INFORMATION GIVEN.
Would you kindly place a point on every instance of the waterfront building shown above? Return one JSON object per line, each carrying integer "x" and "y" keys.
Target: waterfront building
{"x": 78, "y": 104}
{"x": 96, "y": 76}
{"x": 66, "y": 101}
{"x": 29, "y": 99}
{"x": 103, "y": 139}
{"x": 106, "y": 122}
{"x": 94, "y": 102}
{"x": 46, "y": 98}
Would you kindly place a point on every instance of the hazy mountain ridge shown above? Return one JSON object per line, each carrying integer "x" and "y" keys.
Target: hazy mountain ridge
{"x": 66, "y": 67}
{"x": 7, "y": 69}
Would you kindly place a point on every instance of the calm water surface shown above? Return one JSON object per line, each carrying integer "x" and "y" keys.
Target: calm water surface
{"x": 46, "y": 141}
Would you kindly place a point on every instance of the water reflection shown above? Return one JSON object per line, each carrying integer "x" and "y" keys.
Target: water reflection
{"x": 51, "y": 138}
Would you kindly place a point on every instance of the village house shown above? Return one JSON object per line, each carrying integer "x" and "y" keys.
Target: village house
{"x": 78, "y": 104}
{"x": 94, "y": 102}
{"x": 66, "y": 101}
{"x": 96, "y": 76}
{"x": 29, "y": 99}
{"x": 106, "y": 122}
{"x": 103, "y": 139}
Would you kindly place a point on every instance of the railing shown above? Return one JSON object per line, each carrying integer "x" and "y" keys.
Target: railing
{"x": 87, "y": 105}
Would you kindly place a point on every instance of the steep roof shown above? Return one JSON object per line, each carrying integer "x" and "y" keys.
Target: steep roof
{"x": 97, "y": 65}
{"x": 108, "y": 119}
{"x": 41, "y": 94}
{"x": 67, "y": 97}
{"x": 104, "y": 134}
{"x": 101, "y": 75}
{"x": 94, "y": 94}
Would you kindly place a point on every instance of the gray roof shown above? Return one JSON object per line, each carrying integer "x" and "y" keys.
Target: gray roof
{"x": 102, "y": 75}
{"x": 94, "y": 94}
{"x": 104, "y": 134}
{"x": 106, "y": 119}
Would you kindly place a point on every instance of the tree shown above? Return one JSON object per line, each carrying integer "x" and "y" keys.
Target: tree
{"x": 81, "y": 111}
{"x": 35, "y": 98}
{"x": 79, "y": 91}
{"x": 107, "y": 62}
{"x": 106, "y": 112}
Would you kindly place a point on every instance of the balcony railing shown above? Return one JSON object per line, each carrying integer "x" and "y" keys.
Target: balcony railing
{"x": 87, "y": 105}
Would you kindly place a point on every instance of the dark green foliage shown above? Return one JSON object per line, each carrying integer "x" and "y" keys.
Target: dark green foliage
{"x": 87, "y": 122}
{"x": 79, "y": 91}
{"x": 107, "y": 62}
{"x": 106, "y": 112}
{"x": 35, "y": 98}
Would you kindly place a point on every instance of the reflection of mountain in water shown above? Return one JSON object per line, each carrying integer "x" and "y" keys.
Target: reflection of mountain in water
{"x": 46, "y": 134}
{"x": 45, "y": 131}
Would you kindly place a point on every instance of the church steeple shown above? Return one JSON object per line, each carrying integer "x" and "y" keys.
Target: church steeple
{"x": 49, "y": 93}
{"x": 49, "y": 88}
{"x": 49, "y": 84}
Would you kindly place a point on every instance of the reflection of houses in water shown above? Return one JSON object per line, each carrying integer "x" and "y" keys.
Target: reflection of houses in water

PROBLEM REQUIREMENTS.
Rewrite the entries from the line containing "of the church" through the end of the entries, keeping the requests in place, and offset every x and y coordinate in the answers by 72.

EXERCISE ANSWER.
Would you kindly place a point on every instance of the church steeple shown above? Return one JSON object per line, each carrying integer "x" and "y" keys.
Target: church steeple
{"x": 121, "y": 165}
{"x": 121, "y": 160}
{"x": 121, "y": 156}
Would you kindly place a point on every instance of the reflection of houses in water shown above? Return one JSON object per line, each carrying integer "x" and "y" keys.
Target: reflection of houses in water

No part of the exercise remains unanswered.